Explore the material
A) Update the band and music section of the course descriptions from "Music/Band: Students in" through "attendance and performance.", swapping "concerts" for "performances".
B) In one to three sentences, explain why sixth graders take Study Skills, according to the course descriptions.
C) Resume the middle school course descriptions after their final sentence.

Text section
++++
Music/Band: Students in sixth grade have the option of taking band or music. Student who take band go to class five times a week for the entire school year. They commit to practicing their instruments outside of school and to playing at two concerts. Sixth grade band students do not participate in the rotations of music, computer, art, and study skills, but they have the opportunity to return to the rotation as seventh graders.
Seventh grade band students take band before school each morning from 7:30AM-8:00AM along with the Upper School band students in Advanced Band. These students also play two concerts, several athletic events, and some outside concerts each year. The Advanced Band students must be dedicated to the band program. As Upper School students, they will receive a half-credit per year for their attendance and performance.
The other sixth and seventh graders attend music class for one quarter each year. Students learn music theory and appreciation, how to read notes and time signatures, and count rhythms. They learn to sight-read and sing as a group and listen to other groups perform. Tone and pitch are skills that they can master at this level.
Study Skills/Life Skills: The objective in Study Skills is for sixth graders to learn and improve skills that are vital for academic success. These skills include but are not limited to test preparation, organization, note taking, time management, story reading and writing. Students “learn about learning” and apply these skills more effectively within their 6th grade classes. They continue to use these tools throughout their middle and high school years. Classes are for thirty minutes daily for one quarter.
++++
Study material
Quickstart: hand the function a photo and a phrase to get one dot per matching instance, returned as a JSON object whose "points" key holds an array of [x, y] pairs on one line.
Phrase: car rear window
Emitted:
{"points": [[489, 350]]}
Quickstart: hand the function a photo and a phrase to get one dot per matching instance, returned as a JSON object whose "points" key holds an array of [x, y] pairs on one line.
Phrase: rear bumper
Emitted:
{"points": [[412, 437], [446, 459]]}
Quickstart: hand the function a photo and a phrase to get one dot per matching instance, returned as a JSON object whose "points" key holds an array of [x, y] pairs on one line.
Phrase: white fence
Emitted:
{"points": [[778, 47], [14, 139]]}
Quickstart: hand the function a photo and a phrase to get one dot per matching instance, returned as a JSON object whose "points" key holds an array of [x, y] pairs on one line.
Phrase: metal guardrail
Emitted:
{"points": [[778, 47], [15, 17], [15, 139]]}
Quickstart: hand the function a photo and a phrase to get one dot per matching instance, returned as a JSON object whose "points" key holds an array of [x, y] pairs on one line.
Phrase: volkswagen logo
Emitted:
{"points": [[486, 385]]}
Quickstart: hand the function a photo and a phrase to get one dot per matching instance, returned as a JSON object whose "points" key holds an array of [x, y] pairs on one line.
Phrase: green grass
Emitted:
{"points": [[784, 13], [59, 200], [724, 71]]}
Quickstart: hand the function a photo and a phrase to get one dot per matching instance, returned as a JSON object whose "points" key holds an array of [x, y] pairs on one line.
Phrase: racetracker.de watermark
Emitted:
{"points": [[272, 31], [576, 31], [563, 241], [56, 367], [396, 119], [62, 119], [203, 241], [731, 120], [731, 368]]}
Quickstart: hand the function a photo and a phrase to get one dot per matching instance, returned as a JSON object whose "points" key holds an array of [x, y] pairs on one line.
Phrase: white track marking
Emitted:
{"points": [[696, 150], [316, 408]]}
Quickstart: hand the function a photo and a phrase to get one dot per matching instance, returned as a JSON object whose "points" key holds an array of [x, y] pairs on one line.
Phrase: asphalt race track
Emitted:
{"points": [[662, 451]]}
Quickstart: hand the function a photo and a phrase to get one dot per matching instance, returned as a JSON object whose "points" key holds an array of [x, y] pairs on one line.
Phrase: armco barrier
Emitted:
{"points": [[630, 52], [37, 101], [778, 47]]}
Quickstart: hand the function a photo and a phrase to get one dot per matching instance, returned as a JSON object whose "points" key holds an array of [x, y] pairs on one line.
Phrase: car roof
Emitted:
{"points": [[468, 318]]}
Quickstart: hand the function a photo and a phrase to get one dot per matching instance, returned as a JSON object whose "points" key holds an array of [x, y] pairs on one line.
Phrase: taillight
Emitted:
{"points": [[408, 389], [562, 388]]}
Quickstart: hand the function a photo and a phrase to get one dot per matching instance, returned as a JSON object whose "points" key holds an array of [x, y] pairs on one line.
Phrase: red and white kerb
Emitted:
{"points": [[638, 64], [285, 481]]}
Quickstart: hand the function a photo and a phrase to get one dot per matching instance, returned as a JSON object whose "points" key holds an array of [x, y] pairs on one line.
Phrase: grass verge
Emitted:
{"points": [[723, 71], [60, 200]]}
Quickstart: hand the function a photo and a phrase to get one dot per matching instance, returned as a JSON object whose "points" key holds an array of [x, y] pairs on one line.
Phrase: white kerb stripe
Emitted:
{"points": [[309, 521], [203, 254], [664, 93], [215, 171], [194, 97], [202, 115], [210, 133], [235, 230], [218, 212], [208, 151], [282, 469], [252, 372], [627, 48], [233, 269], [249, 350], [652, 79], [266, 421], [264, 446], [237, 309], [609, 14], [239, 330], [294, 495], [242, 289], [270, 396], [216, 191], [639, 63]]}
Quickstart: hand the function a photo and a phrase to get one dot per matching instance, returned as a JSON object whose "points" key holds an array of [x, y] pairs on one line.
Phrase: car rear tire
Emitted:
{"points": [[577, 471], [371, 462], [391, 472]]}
++++
Expected results
A)
Music/Band: Students in sixth grade have the option of taking band or music. Student who take band go to class five times a week for the entire school year. They commit to practicing their instruments outside of school and to playing at two performances. Sixth grade band students do not participate in the rotations of music, computer, art, and study skills, but they have the opportunity to return to the rotation as seventh graders.
Seventh grade band students take band before school each morning from 7:30AM-8:00AM along with the Upper School band students in Advanced Band. These students also play two performances, several athletic events, and some outside performances each year. The Advanced Band students must be dedicated to the band program. As Upper School students, they will receive a half-credit per year for their attendance and performance.

B) Study Skills exists so sixth graders can learn and improve skills that are vital for academic success, such as test preparation, organization, note taking and time management. Students then apply these skills in their 6th grade classes and keep using them through middle and high school.

C)
Seventh grade students explore life skills for one quarter each year. Life Skills introduces students to money matters in everyday life. The students learn how to budget and, perform cost comparisons of products, and how consumers get into financial debt via credit cards. Students then investigate the benefits of interest bearing accounts versus interest charged for home and automobile loans. It is a real eye opener when they discover the actual cost of taking out a home loan!
Technology: In a nine-week period, students learn basic vocabulary related to technology as well as basic operations. Social, ethical, and human issues are introduced to guide students to be responsible users of this technology that opens many doors for them. Students learn to use applications such as Microsoft Power Point, Excel spreadsheet, and Word. Both grade levels are introduced to MLA formatting which will be utilized across the Middle School and High School curriculum. In the sixth grade, Power Point is used to create timelines, a family tree, as well as to do a presentation. We also use spreadsheets to create puzzles, graphs and charts. In the seventh grade, some of the projects include Internet Scavenger Hunts, a Power Point presentation on a European city researched online, a travel brochure, and spreadsheets created from information gathered that also requires chart and graph skills. The Internet is used for the students to find specific material related to a given topic.